— START MATERIAL FOR THIS EXERCISE —

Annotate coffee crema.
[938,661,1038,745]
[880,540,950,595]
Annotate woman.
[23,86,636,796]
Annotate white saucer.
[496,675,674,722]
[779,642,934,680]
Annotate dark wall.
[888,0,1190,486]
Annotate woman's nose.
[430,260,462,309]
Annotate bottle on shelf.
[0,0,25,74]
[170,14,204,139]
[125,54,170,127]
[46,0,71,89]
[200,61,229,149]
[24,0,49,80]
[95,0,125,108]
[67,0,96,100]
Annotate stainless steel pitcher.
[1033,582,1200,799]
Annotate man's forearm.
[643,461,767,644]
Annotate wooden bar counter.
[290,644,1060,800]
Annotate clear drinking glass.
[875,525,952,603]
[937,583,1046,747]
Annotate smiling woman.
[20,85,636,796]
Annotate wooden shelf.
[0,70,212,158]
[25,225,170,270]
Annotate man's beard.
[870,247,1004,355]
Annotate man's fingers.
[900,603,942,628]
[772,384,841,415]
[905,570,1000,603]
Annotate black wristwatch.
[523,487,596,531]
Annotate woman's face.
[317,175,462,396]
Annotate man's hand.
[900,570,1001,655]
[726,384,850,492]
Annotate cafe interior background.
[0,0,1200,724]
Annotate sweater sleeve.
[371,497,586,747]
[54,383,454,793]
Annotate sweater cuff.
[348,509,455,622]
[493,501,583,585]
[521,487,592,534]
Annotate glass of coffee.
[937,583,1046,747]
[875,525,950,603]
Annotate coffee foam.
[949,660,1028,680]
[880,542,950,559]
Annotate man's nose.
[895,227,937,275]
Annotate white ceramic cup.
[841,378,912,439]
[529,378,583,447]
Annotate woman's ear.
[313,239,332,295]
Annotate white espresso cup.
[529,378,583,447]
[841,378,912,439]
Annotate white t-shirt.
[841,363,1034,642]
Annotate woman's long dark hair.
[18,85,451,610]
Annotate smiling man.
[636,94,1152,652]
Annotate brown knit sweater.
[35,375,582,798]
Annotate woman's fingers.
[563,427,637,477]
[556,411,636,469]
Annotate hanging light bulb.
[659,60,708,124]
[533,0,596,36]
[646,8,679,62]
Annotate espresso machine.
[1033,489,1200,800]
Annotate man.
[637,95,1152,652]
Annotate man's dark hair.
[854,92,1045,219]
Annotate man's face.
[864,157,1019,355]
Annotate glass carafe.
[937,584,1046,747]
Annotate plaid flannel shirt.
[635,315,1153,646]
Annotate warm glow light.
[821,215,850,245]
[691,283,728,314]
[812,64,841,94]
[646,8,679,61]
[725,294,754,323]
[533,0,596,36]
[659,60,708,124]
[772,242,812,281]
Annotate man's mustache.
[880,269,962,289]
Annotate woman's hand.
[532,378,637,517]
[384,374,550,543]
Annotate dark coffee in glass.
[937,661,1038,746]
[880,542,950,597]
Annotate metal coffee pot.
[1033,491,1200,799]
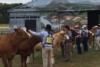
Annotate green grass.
[0,49,100,67]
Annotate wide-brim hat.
[82,25,87,28]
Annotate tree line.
[0,3,22,24]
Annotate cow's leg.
[21,56,27,67]
[2,57,8,67]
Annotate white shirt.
[30,30,52,47]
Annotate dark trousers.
[76,37,82,54]
[82,37,88,52]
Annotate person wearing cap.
[64,25,72,62]
[29,24,54,67]
[74,26,82,54]
[81,25,88,52]
[95,24,100,50]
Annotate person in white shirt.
[29,24,53,67]
[82,25,88,52]
[75,26,82,54]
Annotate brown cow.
[0,28,29,67]
[17,35,42,67]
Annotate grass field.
[0,49,100,67]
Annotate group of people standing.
[28,24,100,67]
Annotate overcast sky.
[0,0,100,3]
[0,0,32,3]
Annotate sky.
[0,0,32,4]
[0,0,100,4]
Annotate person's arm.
[28,30,43,36]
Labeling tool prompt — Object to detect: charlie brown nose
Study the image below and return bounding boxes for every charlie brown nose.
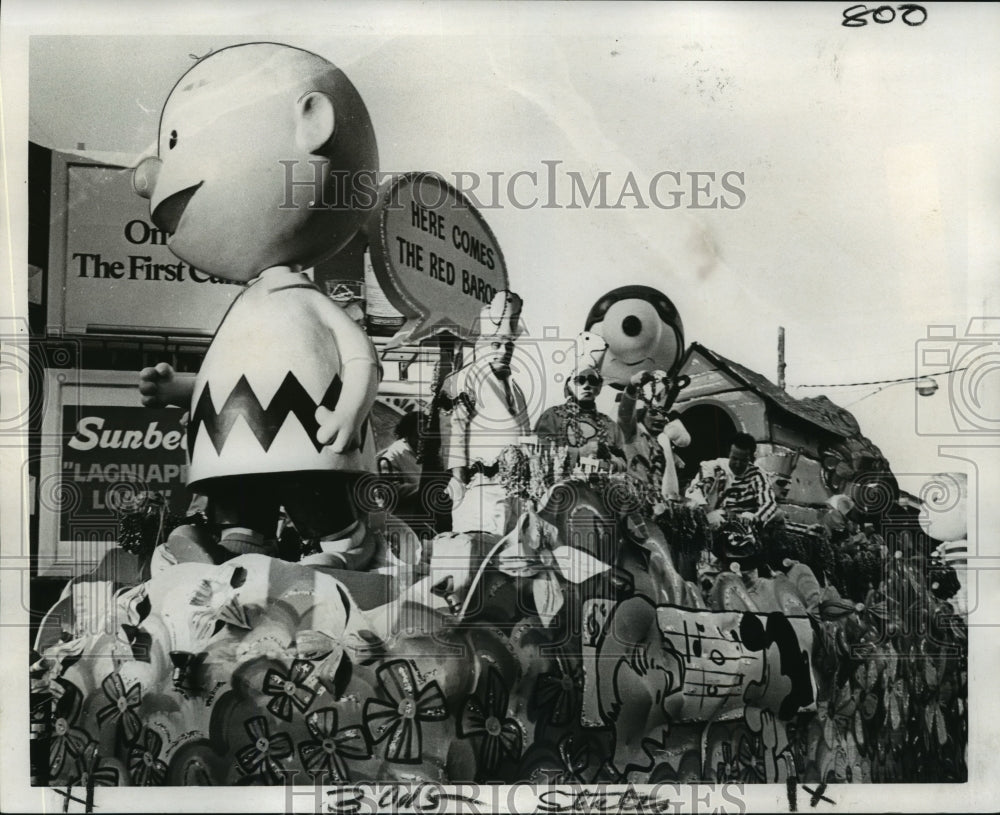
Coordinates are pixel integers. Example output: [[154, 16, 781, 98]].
[[132, 156, 163, 198]]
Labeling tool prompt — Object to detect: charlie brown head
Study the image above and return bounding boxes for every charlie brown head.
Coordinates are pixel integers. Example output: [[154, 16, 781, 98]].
[[134, 43, 378, 281]]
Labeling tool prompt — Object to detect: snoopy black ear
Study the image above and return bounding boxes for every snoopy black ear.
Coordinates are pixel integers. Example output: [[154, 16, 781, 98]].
[[295, 91, 336, 153]]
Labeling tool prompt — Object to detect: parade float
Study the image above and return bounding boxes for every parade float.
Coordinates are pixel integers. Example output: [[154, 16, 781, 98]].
[[31, 45, 967, 788]]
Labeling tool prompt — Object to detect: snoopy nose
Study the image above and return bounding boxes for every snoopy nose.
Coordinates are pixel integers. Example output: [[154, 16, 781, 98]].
[[132, 156, 163, 198], [622, 314, 642, 337]]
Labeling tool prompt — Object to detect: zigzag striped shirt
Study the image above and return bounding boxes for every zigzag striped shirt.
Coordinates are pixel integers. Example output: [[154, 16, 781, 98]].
[[721, 464, 778, 524]]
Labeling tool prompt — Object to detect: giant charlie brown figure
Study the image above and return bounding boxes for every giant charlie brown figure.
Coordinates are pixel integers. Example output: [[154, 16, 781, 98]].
[[134, 43, 378, 567]]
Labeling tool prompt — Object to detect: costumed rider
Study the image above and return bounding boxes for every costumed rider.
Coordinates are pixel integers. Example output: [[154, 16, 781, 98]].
[[445, 291, 531, 535], [535, 331, 625, 471], [134, 43, 379, 569], [686, 433, 778, 529], [618, 371, 691, 504]]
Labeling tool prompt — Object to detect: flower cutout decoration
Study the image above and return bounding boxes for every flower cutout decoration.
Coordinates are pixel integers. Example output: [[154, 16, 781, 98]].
[[49, 679, 92, 777], [128, 727, 167, 787], [299, 707, 372, 784], [69, 741, 119, 790], [532, 660, 583, 727], [734, 731, 767, 784], [263, 659, 316, 722], [458, 666, 524, 775], [97, 673, 142, 744], [364, 659, 448, 764], [236, 716, 292, 784]]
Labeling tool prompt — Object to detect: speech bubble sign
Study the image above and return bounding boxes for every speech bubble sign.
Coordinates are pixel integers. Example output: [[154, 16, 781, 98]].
[[367, 173, 508, 345]]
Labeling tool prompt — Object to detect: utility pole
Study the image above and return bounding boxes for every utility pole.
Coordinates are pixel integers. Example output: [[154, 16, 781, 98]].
[[778, 325, 785, 390]]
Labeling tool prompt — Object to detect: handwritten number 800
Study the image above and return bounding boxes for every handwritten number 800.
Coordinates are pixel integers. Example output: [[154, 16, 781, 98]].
[[841, 3, 927, 28]]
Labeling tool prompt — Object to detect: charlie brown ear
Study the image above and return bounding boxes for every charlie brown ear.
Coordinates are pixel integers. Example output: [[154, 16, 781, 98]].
[[295, 91, 336, 153]]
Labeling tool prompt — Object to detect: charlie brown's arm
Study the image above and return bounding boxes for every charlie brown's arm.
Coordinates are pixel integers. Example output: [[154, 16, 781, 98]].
[[139, 362, 195, 408], [316, 303, 379, 453]]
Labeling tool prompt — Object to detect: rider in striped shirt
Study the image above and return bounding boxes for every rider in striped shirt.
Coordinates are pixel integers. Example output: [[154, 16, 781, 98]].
[[720, 433, 778, 525]]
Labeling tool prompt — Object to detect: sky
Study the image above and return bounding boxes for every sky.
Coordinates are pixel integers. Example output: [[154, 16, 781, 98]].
[[4, 2, 1000, 473]]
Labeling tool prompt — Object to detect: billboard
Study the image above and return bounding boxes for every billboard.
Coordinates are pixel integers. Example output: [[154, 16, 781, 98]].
[[47, 152, 242, 336], [37, 370, 190, 576]]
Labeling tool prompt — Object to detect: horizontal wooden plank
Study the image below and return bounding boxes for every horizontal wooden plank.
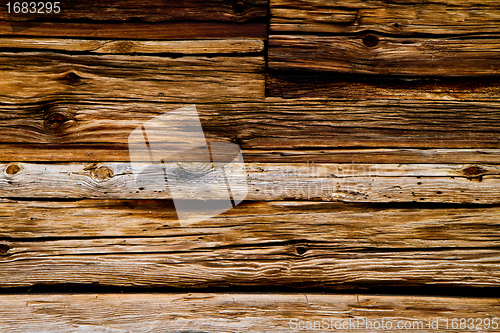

— END MATERIAL FOR THIS EXERCISE —

## EXERCISE GOAL
Copy verbatim the lines of the items above, starting with the line containing "Annotate dark trousers." and continuing through the line containing "[17,35,42,67]", both included.

## COMPLETE RESPONSE
Annotate dark trousers.
[76,37,82,54]
[82,37,88,52]
Annotate person wearing cap.
[64,25,72,62]
[29,24,54,67]
[74,26,82,54]
[81,25,88,52]
[95,24,100,50]
Annotate person in white shirt.
[29,24,53,67]
[82,25,88,52]
[75,26,82,54]
Annotate brown cow.
[0,28,29,67]
[17,35,42,67]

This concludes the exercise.